• Exercise objective:
Copy out the items from the line with "Would you be able to locate the grassy plain" to the line with "<point>214,219</point>", both included, without any change.

(Rows from a pointing dataset)
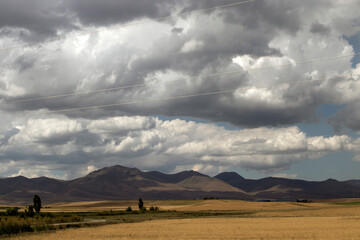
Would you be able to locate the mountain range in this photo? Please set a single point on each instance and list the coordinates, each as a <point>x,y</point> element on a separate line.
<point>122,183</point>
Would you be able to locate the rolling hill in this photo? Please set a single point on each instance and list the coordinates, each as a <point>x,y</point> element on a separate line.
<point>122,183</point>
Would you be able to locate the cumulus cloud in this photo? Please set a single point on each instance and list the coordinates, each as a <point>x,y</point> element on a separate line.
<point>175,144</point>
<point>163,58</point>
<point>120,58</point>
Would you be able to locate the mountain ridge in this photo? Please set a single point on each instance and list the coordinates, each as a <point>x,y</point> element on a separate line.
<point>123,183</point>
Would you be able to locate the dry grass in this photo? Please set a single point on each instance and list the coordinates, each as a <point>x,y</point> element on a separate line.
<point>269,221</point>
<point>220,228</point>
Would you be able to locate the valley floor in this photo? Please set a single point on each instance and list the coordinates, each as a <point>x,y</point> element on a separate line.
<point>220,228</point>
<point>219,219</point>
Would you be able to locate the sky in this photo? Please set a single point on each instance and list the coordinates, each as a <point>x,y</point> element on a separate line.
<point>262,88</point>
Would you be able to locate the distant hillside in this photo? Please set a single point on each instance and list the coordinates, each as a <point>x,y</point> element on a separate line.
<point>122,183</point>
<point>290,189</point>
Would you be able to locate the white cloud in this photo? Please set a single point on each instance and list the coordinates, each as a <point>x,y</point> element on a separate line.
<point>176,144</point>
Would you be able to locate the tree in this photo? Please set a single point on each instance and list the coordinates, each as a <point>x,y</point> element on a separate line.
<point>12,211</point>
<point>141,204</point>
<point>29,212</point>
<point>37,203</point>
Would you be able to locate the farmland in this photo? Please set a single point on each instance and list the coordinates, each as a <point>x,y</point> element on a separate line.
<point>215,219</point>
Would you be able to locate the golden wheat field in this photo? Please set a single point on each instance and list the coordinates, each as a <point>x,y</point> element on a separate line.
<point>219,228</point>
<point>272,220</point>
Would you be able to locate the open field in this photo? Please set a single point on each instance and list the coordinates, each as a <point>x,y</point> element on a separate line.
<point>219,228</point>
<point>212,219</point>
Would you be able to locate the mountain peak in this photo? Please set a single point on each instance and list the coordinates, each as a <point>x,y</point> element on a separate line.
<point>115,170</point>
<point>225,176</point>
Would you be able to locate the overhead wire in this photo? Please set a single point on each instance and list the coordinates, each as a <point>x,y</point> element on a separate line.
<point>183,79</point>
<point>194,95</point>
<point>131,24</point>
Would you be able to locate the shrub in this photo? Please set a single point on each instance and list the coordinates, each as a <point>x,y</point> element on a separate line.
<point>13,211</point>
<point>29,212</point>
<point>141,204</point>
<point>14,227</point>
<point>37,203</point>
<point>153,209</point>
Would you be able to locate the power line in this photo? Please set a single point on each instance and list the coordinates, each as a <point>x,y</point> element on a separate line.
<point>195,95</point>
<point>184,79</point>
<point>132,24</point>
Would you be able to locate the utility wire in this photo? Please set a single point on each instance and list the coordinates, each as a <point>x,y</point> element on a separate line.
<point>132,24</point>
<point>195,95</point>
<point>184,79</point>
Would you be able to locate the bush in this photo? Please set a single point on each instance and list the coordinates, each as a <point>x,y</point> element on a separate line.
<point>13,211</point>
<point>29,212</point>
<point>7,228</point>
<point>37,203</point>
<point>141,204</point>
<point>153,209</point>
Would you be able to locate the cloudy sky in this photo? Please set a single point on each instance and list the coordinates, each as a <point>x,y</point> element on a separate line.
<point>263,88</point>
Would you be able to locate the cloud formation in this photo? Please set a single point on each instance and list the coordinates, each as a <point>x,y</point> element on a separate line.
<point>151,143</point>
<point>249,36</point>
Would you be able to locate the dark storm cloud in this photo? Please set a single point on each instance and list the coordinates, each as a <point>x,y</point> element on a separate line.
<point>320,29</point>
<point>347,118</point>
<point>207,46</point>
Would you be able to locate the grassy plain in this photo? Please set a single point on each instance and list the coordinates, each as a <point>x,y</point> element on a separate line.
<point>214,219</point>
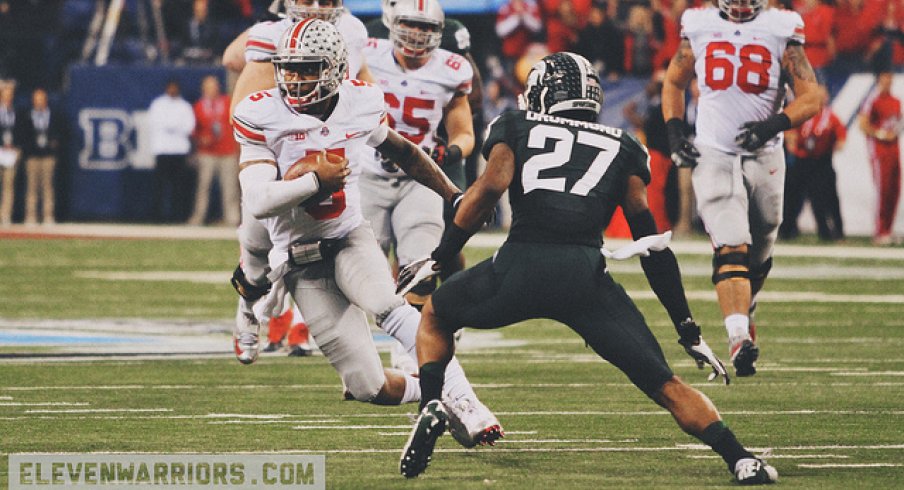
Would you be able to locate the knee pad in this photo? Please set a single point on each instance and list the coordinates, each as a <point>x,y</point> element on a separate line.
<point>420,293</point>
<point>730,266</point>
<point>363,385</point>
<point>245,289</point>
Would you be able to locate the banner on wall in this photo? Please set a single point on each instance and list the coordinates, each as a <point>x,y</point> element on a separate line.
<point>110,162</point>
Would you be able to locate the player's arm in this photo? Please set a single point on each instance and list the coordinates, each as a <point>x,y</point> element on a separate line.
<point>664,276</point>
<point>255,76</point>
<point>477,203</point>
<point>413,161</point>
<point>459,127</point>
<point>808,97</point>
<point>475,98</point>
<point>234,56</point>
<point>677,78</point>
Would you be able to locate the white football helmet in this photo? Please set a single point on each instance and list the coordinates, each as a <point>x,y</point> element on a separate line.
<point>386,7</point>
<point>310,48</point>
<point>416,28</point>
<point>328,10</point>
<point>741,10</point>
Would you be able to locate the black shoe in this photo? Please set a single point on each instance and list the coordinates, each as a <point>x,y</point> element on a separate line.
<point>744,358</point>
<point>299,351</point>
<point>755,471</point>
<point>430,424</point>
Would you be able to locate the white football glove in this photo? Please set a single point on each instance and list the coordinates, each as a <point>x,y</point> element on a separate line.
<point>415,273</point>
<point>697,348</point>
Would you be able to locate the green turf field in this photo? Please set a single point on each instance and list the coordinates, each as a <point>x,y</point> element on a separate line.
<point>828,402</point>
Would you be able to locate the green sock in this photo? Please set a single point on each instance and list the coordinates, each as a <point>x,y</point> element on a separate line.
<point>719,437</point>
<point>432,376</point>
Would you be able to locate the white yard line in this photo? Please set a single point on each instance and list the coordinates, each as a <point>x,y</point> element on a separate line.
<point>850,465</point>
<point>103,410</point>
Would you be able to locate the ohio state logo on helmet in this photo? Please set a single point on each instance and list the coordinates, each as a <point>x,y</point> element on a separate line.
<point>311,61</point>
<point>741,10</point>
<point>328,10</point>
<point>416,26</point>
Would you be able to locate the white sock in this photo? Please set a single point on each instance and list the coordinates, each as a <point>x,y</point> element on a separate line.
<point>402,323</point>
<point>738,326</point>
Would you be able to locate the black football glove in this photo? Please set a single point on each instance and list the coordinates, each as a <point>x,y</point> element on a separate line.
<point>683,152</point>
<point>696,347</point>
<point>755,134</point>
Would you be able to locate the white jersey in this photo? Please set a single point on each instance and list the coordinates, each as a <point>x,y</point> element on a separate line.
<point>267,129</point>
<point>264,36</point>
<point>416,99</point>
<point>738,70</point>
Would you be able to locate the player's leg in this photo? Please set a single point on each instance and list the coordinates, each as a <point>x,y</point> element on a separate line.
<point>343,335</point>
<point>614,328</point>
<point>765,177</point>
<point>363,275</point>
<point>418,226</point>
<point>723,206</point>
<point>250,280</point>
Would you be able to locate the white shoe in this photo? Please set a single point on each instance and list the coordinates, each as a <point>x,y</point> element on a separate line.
* * *
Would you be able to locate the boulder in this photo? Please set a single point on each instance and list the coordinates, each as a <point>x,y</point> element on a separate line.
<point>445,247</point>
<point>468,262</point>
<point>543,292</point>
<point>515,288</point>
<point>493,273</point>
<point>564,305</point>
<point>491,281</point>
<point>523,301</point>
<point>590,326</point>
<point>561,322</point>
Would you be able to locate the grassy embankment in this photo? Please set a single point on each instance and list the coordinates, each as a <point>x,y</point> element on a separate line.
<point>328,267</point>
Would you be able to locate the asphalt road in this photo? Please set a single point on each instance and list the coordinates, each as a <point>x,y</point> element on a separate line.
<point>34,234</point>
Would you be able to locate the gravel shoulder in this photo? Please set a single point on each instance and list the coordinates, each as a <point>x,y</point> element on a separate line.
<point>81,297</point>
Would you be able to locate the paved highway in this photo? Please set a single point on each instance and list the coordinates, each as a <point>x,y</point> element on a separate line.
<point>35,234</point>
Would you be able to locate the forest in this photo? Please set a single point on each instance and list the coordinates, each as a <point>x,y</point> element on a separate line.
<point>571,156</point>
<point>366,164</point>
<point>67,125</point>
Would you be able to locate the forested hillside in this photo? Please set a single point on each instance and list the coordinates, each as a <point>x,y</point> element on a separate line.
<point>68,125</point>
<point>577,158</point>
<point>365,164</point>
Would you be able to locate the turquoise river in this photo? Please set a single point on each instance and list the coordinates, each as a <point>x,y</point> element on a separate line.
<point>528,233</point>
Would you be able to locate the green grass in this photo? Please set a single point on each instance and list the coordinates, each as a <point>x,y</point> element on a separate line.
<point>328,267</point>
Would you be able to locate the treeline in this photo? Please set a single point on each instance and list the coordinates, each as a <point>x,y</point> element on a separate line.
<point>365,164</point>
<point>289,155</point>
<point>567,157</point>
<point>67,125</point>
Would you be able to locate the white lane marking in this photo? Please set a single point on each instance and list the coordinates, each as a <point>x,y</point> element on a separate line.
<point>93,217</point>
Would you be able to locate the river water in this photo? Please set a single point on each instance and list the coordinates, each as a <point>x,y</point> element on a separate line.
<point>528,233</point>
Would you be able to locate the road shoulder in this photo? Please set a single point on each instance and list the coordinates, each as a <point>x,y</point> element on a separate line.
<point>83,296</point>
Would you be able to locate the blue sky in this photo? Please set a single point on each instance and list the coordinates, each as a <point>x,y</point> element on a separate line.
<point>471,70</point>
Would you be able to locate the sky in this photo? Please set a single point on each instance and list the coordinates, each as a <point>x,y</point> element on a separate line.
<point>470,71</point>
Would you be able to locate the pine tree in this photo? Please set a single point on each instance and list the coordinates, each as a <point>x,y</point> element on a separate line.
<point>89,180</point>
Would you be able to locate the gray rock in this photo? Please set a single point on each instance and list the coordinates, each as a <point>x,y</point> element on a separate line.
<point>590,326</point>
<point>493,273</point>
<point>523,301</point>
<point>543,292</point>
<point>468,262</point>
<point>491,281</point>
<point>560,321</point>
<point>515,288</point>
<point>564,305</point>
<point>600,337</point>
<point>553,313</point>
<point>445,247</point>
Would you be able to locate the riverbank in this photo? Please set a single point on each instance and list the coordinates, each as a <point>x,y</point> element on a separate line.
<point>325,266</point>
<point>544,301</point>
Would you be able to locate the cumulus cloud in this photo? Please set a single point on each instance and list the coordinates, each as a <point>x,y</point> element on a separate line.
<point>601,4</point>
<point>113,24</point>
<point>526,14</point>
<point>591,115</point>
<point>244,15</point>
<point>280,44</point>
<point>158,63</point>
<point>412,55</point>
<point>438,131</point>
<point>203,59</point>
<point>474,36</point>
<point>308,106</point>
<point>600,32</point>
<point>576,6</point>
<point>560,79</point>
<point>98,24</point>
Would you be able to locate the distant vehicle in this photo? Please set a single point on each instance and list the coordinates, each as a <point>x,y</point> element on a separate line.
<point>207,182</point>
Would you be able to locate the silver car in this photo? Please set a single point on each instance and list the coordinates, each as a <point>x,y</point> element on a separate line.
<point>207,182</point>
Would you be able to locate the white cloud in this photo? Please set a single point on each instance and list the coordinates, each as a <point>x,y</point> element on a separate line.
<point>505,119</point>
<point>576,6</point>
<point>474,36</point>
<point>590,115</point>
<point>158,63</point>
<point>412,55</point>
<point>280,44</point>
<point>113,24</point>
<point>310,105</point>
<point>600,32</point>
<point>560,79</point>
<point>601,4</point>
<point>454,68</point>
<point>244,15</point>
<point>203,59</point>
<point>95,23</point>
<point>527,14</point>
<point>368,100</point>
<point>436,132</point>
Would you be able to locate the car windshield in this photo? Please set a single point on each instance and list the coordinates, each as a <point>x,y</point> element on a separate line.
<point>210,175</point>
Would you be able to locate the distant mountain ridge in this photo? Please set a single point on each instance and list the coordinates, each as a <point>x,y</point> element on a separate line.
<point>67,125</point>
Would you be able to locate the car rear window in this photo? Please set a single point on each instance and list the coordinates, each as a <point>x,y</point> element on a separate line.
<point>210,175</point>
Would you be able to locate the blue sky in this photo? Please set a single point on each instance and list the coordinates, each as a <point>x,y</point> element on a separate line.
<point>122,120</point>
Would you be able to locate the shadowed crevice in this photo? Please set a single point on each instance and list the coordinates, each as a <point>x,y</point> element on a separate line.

• Output:
Would you be able to locate the grassy plain in this photo? Please set a single point on each instance and list the coordinates, each as a <point>x,y</point> element on a separate line.
<point>214,219</point>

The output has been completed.